Pull out every line of the data below that contains the word "blue", and copy each one in full.

====================

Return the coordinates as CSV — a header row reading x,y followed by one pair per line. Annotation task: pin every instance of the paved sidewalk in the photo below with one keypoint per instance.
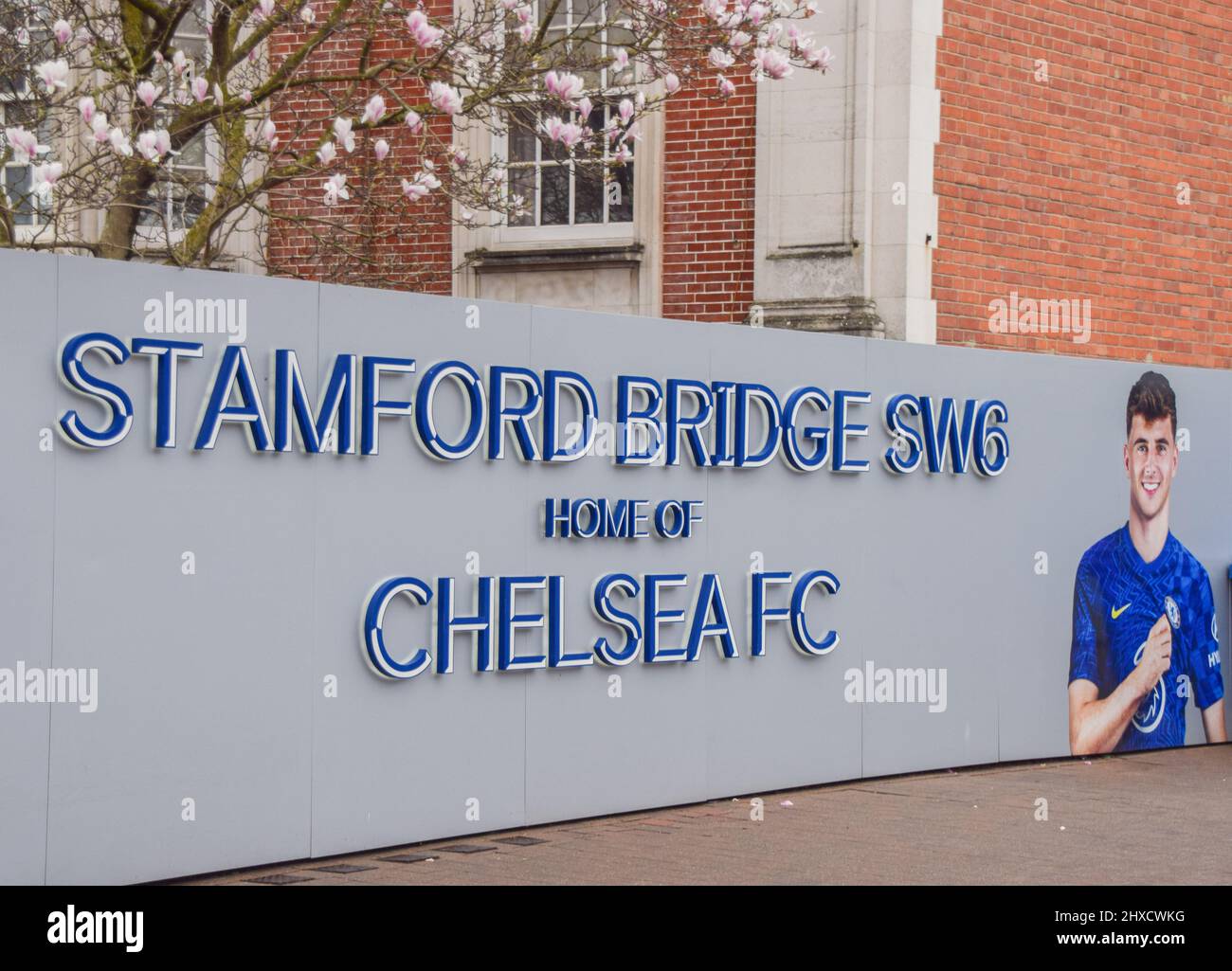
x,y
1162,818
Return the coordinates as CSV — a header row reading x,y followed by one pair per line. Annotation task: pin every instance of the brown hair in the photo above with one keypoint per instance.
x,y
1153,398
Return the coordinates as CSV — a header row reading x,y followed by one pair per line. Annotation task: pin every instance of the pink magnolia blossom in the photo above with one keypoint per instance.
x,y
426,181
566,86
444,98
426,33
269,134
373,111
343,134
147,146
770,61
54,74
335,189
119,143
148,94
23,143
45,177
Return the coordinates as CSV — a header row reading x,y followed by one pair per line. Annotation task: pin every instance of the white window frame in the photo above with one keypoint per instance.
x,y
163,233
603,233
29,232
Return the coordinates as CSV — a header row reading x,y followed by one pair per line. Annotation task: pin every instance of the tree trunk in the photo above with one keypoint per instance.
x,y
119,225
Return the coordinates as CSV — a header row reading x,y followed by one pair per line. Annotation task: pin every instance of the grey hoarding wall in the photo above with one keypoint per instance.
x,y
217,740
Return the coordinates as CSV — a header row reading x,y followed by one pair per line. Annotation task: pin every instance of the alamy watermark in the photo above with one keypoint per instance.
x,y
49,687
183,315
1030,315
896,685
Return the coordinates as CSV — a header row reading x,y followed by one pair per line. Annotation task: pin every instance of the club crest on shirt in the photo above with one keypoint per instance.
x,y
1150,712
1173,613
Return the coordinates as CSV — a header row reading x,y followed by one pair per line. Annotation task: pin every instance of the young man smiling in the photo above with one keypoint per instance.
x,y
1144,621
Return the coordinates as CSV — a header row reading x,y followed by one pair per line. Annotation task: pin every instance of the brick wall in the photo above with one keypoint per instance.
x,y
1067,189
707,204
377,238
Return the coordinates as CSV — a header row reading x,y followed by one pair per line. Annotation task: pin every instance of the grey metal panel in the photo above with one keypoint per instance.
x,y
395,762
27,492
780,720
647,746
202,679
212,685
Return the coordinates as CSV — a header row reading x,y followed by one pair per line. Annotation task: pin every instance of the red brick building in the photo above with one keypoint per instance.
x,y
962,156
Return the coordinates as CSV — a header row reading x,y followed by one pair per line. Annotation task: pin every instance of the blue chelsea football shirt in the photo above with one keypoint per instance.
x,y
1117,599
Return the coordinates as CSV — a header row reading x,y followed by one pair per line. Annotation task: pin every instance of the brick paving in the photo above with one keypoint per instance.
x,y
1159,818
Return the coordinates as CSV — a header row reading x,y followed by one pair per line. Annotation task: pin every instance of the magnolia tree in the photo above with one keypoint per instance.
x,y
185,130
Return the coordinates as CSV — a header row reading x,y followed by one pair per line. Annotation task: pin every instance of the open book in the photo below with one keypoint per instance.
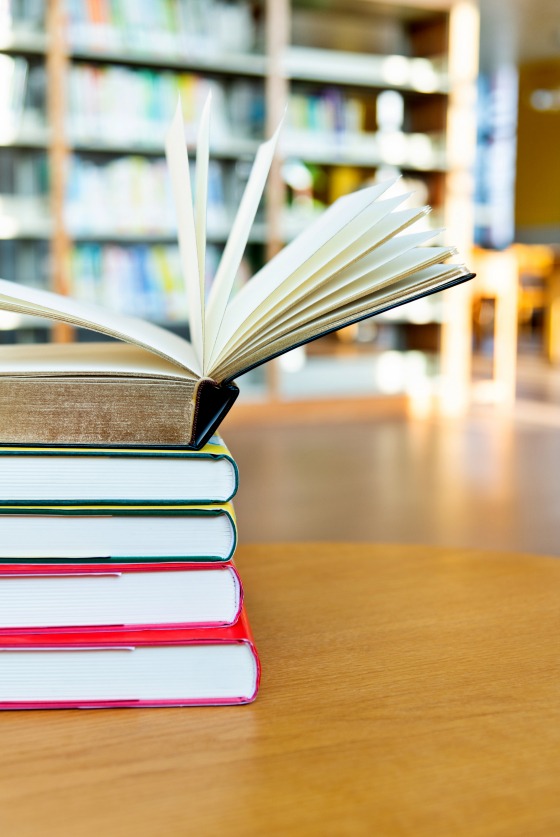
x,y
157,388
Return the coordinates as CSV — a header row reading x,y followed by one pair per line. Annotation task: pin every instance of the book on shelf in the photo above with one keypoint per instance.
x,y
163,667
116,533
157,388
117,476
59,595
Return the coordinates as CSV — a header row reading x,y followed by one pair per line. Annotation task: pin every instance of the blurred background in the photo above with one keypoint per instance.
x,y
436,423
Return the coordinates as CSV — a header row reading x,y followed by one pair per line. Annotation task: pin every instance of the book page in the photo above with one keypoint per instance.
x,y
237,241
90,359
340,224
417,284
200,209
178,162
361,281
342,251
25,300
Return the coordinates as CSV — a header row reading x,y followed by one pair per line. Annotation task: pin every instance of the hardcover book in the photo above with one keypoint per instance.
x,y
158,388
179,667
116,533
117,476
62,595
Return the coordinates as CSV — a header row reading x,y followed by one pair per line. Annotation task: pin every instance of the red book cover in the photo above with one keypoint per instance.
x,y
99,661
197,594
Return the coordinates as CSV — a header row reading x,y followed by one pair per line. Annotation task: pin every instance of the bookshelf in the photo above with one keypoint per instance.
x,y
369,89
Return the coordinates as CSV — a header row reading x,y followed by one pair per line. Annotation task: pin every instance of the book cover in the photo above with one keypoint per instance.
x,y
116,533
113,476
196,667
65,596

====================

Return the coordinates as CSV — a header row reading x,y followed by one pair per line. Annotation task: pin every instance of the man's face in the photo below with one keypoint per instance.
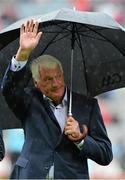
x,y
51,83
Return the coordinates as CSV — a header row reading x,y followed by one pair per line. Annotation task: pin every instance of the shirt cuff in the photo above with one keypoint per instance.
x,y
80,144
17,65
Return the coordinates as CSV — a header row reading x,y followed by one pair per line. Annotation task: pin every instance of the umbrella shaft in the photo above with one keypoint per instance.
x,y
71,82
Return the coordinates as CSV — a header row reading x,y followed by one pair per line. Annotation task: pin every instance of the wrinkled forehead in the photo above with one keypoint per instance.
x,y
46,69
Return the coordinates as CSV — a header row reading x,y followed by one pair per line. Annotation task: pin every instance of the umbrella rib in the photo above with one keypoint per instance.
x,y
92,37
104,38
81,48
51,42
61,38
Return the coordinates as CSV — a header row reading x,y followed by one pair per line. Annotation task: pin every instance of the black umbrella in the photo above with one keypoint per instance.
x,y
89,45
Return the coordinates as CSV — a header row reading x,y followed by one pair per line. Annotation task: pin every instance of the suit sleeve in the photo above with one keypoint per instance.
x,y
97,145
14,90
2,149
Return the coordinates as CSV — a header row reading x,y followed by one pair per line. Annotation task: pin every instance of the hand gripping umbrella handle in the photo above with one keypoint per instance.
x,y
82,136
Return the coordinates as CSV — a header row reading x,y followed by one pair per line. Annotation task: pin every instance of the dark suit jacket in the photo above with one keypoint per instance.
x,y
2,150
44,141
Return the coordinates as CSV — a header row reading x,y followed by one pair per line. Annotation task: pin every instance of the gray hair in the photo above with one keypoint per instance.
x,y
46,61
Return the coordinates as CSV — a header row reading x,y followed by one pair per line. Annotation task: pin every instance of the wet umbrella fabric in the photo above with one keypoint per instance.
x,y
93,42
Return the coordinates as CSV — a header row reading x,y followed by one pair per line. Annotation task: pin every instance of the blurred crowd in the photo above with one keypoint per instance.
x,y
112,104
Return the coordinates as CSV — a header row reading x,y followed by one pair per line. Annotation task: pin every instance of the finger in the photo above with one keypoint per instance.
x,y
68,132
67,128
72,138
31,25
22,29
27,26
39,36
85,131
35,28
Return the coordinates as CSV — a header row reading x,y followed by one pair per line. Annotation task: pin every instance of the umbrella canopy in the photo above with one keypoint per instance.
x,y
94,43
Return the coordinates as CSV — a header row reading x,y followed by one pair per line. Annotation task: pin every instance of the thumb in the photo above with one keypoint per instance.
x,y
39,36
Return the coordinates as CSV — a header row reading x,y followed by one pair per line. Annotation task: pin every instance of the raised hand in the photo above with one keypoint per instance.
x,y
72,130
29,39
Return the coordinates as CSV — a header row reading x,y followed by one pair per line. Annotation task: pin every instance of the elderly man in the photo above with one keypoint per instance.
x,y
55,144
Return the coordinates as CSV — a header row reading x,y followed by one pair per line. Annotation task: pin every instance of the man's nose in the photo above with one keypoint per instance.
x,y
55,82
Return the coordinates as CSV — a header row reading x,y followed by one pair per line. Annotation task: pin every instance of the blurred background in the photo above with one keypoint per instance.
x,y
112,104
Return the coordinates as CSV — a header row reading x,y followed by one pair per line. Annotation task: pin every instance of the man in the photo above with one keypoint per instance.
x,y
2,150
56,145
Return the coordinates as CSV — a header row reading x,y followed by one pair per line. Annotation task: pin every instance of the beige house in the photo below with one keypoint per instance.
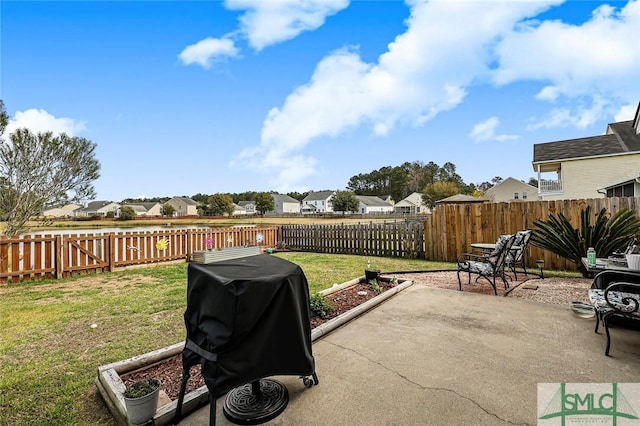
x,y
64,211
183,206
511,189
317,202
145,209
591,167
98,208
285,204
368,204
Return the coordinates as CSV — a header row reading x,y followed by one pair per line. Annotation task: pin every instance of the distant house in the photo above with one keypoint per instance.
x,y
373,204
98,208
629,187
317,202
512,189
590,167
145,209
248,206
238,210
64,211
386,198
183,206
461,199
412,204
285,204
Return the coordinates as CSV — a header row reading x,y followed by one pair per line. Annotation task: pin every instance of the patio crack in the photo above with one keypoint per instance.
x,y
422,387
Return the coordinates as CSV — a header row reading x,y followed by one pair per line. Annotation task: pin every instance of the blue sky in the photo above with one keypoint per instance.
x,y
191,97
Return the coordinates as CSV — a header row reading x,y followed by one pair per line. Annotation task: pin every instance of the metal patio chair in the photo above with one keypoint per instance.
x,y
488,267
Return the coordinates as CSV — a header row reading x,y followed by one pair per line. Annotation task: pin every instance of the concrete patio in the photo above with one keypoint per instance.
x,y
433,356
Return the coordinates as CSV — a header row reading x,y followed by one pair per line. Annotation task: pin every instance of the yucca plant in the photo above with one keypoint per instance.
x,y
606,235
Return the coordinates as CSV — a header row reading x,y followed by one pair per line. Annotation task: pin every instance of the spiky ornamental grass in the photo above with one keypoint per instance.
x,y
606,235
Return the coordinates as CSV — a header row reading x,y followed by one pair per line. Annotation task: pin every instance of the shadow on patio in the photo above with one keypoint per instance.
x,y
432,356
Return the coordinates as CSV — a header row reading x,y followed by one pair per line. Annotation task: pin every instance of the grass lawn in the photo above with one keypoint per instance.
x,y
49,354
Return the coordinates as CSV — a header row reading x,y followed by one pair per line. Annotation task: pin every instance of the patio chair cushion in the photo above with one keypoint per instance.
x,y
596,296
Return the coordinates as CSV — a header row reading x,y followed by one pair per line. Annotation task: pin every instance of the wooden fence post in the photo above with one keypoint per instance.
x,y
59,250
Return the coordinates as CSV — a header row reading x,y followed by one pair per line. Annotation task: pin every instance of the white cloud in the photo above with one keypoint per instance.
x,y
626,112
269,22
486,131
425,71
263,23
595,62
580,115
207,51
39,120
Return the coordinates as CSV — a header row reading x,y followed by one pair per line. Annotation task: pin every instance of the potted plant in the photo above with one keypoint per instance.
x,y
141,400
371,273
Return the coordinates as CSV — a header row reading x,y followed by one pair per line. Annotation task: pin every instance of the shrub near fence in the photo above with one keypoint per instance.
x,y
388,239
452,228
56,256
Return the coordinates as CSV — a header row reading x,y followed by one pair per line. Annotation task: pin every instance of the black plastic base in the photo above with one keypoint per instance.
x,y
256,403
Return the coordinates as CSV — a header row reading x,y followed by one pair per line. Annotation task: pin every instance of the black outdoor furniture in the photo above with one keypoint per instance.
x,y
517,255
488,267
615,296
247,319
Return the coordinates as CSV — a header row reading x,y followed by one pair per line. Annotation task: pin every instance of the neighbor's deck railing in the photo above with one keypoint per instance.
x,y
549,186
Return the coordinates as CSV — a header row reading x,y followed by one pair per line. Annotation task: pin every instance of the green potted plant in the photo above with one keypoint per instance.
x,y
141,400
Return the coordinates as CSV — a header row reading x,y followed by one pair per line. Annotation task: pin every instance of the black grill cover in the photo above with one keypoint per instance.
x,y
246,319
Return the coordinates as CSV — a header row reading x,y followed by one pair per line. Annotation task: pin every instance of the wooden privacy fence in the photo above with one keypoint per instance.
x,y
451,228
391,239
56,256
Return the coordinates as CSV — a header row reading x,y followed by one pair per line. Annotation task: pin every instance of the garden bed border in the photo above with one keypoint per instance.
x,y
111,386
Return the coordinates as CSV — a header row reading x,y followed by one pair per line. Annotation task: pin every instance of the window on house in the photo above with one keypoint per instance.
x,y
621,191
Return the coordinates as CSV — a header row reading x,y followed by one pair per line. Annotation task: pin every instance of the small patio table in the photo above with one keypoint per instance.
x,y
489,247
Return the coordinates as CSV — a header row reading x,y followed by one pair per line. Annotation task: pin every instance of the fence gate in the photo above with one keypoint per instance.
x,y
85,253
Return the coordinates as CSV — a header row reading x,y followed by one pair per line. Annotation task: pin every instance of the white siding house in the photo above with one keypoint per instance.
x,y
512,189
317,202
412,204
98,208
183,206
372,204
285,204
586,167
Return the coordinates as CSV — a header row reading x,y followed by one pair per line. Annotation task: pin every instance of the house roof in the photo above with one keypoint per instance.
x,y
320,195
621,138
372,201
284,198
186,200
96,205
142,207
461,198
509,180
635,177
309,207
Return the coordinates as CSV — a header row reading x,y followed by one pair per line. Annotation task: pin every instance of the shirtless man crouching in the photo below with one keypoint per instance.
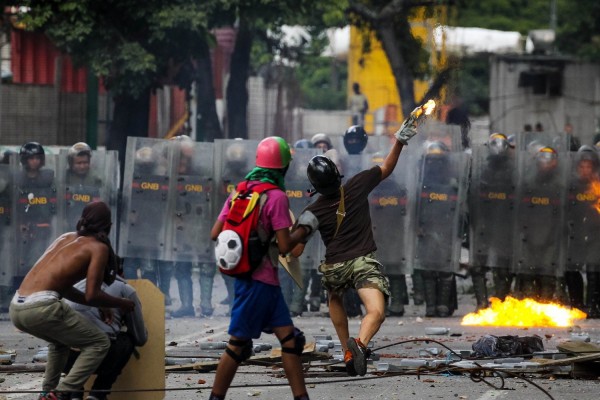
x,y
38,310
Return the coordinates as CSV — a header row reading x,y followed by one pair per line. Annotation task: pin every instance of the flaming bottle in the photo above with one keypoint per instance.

====================

**EXPECTED ANSWER:**
Return the coordinates as CSV — a header row reading x,y followed by one pair per line. Annotation task: pin every instance of the blue chelsea football shirt in the photo above with one keypoint per instance.
Return the coordinates as CSV — a header row reading x,y followed by one pair per line. Annotation task: pin every instance of the blue sky in the photo above with one keypoint per instance.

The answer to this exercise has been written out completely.